◆ TEXTE SOURCE
À l’occasion du quarantième anniversaire de la mort d’Aimé Duval, jésuite, auteur, compositeur, interprète et guitariste, le Réseau ignatien de Nancy a organisé une commémoration le 28 avril 2024. Laurence de Kersabiec, membre de l’équipe d’animation de ce réseau, a recueilli des témoignages des proches d’Aimé Duval et revient sur cette figure marquante.
Mais pourquoi donc se souvenir de cet homme qui ajoutait toujours l’adjectif « bon » devant le nom de « Dieu », qui parlait du Christ en disant « Monsieur Jésus Christ » et qu’on surnommait « le Brassens en soutane », le « guitariste du Bon Dieu » ou encore le « troubadour de la foi » ? Est-ce à cause de son succès et de sa célébrité ? En effet, son premier disque, enregistré en 1956, s’est écoulé à 45 000 exemplaires en trois semaines, et en 1961, les 14 enregistrements de ses chansons atteindront le million de ventes, sans compter les quelques 3 000 concerts qu’il a donnés dans plus de 40 pays du monde, y compris derrière le rideau de fer pendant la Guerre froide.

◆ ÉNONCÉ A
Selon le texte sur Aimé Duval, combien d'exemplaires de son premier disque, enregistré en 1956, se sont vendus en trois semaines ?

◆ DONNÉES À UTILISER
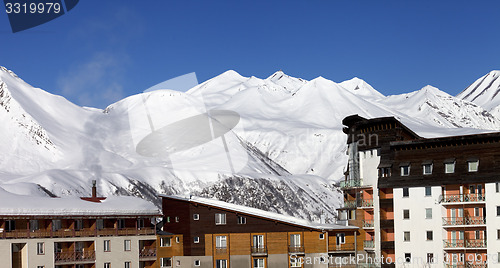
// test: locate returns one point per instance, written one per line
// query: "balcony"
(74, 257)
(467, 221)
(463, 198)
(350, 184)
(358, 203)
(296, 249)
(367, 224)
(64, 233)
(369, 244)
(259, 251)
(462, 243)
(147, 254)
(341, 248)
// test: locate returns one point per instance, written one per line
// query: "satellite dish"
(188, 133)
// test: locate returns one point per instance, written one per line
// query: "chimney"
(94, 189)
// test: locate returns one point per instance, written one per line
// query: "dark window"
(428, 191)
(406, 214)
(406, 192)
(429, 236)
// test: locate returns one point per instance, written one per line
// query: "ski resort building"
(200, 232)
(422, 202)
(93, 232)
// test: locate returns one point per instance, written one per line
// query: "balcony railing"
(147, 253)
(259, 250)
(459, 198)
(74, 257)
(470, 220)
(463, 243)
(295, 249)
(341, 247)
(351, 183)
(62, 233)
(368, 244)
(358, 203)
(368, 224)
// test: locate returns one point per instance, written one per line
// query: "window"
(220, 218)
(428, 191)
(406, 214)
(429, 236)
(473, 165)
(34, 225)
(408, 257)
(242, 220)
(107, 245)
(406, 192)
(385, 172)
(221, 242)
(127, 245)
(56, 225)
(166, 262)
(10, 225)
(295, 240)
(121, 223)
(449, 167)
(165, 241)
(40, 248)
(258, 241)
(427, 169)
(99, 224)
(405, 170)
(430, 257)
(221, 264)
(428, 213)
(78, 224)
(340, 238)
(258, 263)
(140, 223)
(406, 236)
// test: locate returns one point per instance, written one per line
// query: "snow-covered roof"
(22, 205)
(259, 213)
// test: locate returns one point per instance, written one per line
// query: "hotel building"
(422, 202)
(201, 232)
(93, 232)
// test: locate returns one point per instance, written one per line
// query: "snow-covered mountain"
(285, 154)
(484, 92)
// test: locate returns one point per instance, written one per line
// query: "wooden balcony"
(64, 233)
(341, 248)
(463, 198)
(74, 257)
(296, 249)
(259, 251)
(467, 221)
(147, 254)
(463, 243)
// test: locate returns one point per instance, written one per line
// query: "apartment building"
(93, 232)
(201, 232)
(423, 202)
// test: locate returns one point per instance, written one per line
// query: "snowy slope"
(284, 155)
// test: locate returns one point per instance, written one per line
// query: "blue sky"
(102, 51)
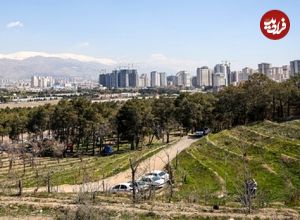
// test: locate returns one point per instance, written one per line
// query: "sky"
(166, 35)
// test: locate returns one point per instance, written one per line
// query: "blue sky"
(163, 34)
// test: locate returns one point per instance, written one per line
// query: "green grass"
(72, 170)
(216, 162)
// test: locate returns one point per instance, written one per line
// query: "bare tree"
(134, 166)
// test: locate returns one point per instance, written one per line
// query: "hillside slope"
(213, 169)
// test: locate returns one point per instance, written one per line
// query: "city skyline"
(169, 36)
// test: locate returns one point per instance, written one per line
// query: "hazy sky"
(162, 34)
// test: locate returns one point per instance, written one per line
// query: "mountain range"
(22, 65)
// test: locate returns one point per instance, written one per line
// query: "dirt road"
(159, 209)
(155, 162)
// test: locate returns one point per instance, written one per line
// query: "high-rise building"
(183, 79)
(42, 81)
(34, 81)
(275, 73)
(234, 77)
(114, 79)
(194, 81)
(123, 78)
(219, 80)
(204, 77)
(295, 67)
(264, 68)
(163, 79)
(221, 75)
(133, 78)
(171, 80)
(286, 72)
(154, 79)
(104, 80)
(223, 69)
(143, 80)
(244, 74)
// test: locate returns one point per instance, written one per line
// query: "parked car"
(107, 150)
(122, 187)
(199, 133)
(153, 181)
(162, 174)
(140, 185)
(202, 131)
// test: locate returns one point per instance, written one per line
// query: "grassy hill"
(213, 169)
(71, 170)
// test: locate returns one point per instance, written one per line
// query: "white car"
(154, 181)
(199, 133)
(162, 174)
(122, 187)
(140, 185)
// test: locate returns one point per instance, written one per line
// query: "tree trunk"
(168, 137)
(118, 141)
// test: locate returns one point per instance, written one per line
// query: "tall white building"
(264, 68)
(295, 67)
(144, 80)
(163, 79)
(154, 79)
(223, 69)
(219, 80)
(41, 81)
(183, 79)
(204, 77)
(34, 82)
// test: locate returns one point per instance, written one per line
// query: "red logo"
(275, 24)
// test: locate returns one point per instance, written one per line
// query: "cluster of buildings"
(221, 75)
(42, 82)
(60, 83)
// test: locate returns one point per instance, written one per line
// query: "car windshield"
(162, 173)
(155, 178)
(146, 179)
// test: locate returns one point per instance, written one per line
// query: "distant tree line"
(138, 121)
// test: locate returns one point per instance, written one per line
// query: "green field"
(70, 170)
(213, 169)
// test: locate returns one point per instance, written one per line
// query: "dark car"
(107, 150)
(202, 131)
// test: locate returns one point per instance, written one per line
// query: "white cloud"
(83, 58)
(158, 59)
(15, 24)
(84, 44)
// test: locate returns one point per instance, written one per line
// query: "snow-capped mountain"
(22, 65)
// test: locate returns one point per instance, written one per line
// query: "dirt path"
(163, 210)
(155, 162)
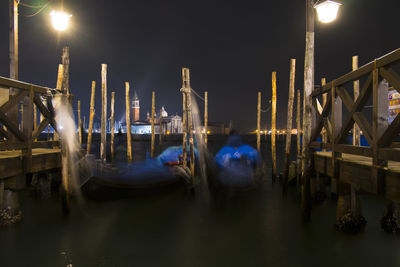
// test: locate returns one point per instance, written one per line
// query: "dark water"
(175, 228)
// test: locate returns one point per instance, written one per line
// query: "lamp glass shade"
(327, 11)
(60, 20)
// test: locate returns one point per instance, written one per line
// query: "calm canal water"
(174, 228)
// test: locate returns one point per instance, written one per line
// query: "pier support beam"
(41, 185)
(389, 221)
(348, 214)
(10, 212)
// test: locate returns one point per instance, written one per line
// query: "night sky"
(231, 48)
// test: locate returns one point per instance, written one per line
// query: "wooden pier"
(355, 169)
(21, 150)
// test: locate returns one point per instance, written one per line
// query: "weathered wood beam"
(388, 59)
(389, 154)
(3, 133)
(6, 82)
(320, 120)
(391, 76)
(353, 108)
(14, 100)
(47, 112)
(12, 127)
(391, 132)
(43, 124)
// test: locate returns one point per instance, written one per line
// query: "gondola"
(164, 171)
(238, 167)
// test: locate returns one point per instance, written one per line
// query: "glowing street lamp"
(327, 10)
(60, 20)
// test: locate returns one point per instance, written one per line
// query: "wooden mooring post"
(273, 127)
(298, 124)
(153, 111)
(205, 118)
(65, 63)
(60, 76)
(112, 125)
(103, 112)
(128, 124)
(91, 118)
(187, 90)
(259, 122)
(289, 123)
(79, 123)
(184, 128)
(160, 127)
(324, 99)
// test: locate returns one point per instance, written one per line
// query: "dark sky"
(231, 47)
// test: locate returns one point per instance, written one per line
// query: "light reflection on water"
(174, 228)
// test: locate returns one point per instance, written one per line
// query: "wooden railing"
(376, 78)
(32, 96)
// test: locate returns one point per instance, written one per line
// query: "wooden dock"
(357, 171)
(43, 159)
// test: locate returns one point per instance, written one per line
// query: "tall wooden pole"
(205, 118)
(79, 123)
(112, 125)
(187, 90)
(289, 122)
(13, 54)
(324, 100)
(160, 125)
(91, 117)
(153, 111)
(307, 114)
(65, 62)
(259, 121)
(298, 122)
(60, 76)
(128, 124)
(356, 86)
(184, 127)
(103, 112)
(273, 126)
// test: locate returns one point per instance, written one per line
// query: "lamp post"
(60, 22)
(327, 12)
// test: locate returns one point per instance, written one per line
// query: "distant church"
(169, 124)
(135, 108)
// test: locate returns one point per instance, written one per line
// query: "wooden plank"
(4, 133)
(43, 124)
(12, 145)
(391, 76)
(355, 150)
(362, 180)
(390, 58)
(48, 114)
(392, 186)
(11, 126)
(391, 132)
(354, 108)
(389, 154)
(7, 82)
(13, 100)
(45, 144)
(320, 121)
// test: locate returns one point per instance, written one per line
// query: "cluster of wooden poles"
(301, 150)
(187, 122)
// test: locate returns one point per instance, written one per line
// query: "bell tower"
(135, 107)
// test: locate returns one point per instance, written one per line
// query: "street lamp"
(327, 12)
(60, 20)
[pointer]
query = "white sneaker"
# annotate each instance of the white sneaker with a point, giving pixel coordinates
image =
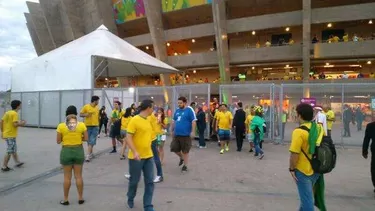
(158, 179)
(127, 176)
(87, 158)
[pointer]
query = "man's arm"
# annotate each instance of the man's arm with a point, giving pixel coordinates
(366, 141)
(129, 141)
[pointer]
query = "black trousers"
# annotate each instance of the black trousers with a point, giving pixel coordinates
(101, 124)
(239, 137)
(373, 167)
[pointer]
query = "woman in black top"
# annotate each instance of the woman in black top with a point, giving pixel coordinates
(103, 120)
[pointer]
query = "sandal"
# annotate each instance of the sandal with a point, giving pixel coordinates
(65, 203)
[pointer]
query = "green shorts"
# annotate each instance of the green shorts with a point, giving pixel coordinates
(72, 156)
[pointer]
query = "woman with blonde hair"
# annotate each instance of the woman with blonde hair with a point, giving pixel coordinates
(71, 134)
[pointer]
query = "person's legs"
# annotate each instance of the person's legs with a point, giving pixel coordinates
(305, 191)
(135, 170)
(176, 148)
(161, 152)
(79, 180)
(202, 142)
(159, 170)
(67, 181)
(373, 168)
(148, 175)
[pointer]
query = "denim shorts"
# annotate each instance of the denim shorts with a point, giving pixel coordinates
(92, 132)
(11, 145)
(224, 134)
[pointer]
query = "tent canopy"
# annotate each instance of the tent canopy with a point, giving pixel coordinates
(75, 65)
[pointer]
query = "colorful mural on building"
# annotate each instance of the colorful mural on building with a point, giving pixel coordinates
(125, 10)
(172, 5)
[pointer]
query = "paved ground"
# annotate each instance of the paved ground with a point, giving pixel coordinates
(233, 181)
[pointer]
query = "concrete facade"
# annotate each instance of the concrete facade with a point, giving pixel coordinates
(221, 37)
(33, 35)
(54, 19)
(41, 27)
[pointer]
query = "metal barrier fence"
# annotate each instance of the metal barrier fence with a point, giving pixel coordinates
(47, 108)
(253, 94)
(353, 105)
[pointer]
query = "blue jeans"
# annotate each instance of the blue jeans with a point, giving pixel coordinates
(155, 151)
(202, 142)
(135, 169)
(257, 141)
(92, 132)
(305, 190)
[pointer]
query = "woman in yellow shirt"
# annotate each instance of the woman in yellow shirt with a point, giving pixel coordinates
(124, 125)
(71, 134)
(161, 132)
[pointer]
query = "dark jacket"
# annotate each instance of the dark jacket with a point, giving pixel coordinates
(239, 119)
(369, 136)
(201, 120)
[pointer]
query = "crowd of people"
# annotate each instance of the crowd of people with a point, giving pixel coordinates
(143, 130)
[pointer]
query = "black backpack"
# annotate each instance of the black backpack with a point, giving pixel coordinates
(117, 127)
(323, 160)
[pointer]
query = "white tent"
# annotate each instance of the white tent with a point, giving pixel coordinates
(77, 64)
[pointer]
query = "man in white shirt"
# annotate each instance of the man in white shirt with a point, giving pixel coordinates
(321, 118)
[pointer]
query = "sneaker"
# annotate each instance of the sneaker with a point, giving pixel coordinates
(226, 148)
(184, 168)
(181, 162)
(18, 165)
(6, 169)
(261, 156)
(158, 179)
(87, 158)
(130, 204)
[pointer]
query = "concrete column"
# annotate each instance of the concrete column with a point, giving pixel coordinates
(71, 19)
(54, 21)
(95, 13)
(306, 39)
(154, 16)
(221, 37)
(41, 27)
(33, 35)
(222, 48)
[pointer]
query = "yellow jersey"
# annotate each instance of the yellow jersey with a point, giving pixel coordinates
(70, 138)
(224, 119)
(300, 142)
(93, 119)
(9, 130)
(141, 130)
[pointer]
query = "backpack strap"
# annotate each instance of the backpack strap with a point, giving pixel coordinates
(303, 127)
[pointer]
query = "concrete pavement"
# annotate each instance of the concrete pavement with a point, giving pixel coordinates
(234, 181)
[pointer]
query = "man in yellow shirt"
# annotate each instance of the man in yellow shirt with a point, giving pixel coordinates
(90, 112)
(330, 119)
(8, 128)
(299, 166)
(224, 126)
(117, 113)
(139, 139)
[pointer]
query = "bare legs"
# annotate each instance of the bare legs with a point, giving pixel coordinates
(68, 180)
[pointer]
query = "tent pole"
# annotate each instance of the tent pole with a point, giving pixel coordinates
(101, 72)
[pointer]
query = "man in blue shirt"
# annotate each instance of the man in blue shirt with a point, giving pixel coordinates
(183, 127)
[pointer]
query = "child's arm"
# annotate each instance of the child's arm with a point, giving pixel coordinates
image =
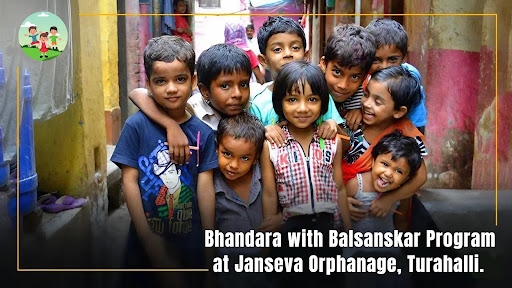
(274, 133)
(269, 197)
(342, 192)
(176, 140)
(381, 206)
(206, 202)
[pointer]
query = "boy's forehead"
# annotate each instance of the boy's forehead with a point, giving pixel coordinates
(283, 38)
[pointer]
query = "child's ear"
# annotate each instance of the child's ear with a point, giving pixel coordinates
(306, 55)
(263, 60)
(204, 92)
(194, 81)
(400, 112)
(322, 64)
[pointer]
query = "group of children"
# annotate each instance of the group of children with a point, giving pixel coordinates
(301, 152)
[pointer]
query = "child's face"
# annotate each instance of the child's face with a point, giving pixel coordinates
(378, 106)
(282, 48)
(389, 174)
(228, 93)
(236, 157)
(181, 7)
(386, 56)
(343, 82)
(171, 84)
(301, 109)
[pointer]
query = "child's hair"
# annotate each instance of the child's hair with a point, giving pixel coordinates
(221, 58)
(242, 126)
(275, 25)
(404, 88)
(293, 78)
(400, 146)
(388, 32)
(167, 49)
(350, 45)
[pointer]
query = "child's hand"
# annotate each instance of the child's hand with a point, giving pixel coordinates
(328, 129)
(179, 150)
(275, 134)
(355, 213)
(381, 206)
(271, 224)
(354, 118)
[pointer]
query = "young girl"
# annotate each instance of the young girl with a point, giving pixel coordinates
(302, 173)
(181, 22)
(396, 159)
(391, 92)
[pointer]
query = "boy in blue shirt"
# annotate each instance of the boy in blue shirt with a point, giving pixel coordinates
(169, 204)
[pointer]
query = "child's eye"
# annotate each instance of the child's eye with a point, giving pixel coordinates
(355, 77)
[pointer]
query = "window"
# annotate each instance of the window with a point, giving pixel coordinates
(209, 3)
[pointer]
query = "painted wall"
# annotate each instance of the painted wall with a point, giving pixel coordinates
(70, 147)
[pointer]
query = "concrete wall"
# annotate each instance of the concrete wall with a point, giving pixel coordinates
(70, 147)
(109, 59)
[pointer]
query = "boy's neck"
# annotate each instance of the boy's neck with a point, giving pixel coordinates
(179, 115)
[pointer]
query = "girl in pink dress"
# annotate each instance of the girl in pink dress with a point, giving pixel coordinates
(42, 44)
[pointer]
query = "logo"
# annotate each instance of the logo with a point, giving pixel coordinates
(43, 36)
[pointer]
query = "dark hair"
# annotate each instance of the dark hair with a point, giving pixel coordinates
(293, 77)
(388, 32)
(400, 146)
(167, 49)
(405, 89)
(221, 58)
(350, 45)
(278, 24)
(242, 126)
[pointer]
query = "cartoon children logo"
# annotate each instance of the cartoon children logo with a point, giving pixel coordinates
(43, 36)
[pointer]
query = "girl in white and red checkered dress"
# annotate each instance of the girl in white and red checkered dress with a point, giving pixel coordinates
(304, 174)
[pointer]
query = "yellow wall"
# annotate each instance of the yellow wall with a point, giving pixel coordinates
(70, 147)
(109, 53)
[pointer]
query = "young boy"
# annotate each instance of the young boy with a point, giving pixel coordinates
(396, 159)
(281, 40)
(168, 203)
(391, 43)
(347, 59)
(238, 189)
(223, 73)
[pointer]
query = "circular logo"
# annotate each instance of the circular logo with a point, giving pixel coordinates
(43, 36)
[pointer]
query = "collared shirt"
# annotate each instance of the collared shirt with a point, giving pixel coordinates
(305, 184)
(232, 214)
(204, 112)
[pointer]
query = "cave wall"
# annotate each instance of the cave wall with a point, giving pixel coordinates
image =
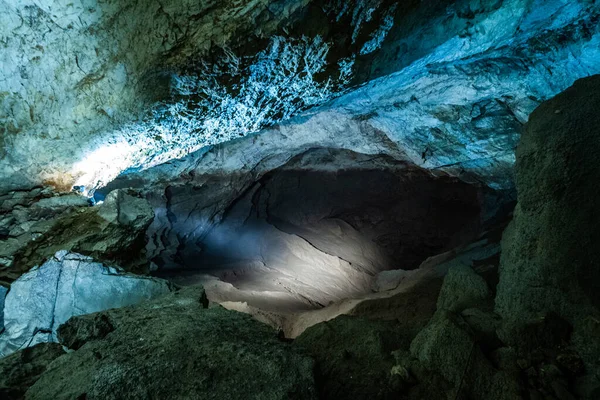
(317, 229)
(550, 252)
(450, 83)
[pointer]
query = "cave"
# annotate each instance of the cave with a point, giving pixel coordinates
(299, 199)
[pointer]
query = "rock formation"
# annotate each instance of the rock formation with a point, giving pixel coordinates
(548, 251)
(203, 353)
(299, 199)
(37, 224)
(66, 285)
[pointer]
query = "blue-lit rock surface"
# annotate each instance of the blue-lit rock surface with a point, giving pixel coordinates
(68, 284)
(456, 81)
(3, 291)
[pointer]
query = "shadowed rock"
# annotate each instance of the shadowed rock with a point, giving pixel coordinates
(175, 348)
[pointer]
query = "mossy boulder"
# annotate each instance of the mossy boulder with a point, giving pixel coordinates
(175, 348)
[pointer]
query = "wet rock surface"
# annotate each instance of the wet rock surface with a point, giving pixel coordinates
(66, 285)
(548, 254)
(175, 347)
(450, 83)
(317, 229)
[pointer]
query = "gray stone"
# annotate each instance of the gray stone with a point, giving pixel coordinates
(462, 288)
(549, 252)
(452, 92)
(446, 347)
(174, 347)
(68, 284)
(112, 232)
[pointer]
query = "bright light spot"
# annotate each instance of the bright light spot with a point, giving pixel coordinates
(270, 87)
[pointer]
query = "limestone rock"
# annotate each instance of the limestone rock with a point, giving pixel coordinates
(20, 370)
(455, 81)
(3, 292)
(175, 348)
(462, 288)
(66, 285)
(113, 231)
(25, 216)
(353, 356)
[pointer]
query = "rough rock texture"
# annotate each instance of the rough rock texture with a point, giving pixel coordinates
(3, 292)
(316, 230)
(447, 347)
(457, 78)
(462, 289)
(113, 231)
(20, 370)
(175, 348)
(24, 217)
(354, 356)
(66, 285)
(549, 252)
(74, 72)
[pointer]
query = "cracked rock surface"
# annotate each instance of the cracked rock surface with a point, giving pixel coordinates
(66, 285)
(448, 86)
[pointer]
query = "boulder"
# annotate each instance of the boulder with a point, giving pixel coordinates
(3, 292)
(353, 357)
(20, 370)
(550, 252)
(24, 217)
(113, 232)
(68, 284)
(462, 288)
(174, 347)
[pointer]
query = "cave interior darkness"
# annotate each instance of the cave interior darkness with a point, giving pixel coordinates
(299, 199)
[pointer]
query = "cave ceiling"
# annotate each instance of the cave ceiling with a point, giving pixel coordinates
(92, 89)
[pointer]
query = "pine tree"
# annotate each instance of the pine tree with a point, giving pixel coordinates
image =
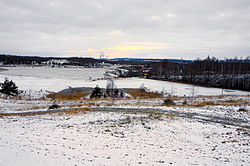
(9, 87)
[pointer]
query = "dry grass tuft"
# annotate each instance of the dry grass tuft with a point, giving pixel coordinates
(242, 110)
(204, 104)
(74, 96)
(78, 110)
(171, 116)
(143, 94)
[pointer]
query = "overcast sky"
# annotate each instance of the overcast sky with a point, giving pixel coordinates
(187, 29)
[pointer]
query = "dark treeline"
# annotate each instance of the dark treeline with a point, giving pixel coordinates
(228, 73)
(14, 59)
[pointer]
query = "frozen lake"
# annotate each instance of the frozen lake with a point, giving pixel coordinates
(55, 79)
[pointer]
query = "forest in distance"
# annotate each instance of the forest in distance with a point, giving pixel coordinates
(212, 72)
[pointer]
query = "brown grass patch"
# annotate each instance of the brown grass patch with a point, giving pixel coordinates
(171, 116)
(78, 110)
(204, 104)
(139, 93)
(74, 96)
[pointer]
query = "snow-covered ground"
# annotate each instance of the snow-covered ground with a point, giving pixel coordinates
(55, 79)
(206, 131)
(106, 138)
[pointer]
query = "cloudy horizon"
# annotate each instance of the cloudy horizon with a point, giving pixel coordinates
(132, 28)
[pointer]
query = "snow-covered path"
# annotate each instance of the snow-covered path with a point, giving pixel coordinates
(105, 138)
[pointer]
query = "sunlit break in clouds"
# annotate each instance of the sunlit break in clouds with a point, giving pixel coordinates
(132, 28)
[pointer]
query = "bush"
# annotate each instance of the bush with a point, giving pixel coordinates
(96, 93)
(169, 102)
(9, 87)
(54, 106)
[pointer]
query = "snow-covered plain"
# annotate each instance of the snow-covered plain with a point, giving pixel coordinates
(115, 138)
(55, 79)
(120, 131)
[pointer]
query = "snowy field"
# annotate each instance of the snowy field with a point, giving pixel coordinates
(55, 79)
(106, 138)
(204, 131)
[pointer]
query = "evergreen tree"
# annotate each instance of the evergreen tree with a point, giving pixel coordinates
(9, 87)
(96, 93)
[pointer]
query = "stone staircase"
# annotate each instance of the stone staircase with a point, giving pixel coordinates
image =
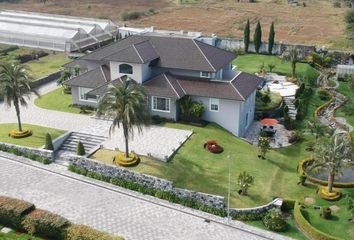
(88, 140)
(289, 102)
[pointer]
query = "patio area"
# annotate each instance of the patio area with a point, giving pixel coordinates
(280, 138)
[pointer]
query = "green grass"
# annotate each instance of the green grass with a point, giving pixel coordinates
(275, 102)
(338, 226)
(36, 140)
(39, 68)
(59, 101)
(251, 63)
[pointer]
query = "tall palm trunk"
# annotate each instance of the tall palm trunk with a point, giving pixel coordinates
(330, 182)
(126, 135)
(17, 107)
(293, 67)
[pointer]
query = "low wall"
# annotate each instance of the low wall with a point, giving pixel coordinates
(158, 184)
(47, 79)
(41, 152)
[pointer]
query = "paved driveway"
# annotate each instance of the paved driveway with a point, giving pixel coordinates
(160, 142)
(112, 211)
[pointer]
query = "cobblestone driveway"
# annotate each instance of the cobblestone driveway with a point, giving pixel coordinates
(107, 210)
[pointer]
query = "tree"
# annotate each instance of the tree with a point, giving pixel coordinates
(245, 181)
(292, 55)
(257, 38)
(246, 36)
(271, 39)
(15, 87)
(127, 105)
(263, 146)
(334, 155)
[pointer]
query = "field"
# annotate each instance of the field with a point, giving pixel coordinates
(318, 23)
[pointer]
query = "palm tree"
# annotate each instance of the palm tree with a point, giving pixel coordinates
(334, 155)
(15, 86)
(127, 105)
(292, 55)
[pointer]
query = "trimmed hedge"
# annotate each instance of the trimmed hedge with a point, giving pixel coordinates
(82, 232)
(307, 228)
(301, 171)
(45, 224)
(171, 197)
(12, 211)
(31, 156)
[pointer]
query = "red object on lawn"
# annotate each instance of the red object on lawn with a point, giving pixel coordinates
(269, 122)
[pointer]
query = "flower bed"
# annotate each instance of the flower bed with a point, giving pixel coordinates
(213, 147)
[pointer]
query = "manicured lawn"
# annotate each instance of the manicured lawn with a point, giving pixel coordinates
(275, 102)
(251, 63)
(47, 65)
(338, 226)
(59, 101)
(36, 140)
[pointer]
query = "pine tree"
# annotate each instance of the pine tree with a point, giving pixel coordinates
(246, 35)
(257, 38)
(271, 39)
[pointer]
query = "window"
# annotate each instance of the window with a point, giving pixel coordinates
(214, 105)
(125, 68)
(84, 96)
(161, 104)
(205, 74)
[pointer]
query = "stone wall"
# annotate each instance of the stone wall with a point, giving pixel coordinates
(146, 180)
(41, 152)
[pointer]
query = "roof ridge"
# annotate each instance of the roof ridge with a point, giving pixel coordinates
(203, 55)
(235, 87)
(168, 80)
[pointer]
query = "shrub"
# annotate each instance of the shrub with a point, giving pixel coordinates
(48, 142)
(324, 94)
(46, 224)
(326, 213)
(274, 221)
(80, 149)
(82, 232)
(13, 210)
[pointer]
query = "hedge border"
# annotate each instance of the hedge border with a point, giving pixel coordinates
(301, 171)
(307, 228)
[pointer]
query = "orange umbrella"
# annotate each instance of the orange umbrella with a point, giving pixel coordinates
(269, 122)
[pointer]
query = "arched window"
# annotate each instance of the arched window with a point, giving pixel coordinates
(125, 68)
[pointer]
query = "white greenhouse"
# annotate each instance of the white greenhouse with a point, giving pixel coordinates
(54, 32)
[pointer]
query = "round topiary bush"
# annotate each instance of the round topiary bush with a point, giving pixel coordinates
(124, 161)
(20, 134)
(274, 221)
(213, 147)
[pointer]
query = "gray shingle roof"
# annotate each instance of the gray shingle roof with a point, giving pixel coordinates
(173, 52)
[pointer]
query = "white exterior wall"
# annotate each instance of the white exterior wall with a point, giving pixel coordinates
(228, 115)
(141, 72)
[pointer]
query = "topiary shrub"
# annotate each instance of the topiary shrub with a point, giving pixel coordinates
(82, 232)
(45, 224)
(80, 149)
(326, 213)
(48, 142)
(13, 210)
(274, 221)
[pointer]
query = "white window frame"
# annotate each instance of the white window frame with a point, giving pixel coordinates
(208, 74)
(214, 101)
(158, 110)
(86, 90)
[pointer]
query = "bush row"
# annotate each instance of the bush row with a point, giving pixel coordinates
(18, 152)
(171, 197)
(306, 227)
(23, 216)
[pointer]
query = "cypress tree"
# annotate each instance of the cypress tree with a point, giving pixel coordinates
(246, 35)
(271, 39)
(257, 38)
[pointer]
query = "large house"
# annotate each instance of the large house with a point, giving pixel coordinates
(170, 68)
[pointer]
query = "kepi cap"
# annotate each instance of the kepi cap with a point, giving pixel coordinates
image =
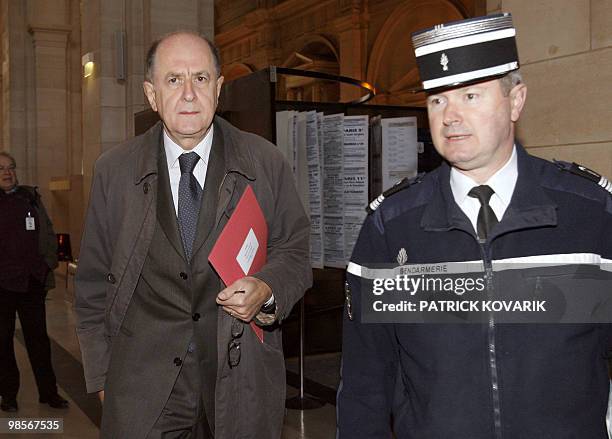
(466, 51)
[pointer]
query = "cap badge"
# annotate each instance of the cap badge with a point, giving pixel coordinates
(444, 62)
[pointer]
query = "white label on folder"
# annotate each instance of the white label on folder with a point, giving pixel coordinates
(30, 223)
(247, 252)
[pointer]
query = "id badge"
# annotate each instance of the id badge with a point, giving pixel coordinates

◆ ÉNONCÉ B
Comptez les lignes des enregistrements qui contiennent la chaîne « umbrella », en respectant la casse, et donnez seulement ce nombre.

◆ RÉSULTAT A
45 000 exemplaires.

◆ RÉSULTAT B
2